▶ [Objective]:
Echo the lines verbatim, from the line containing "If you could mark the steep" through the line containing "<point>471,272</point>", both included. Give only those lines.

▶ [Record excerpts]:
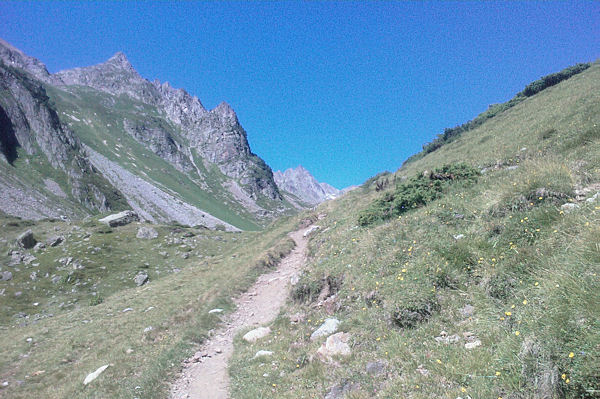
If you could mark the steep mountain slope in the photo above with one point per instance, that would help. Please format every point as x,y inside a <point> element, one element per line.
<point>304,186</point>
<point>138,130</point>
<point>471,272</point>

--

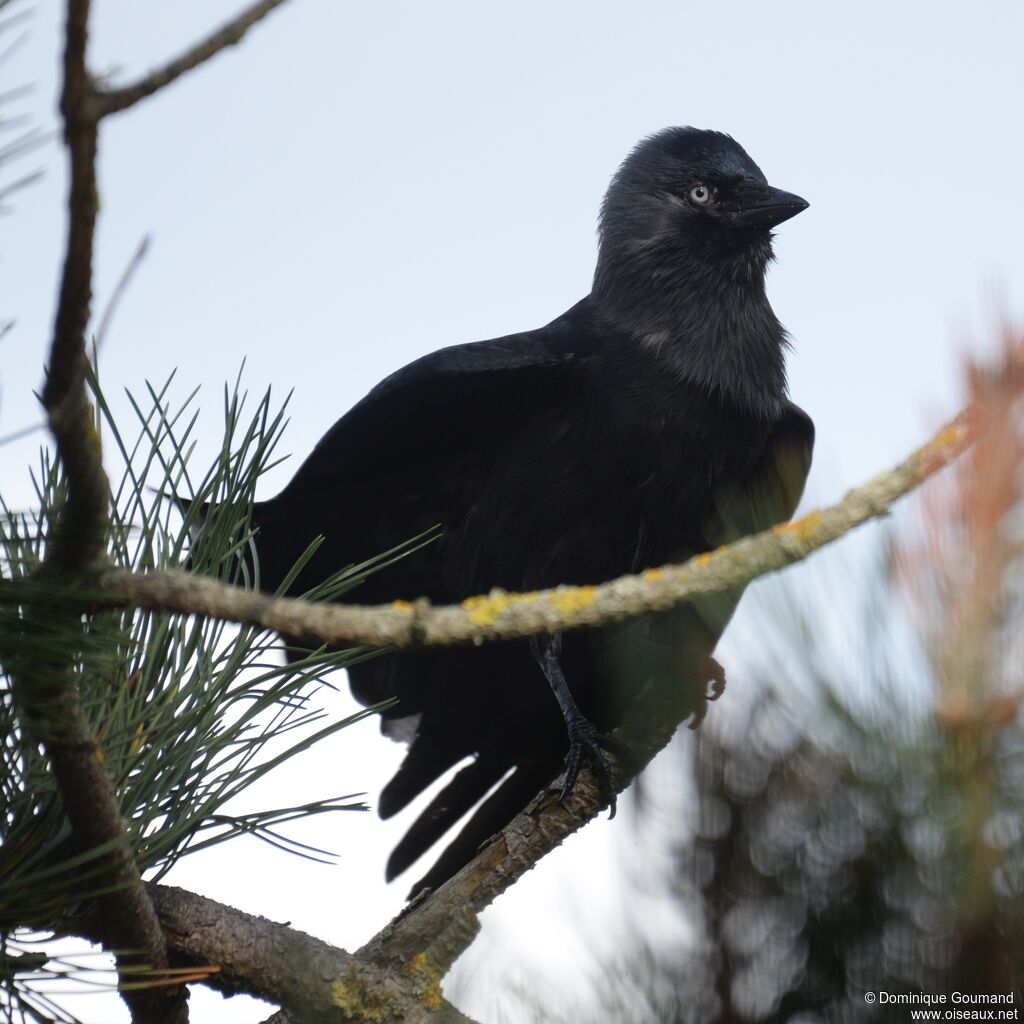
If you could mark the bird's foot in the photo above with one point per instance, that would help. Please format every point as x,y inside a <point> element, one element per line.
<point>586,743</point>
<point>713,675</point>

▶ [Answer]:
If you could mark the steep mountain slope in the photo above with one point per instance, that would help. Please format every point as x,y inside a <point> element, one element per line.
<point>304,186</point>
<point>138,130</point>
<point>471,272</point>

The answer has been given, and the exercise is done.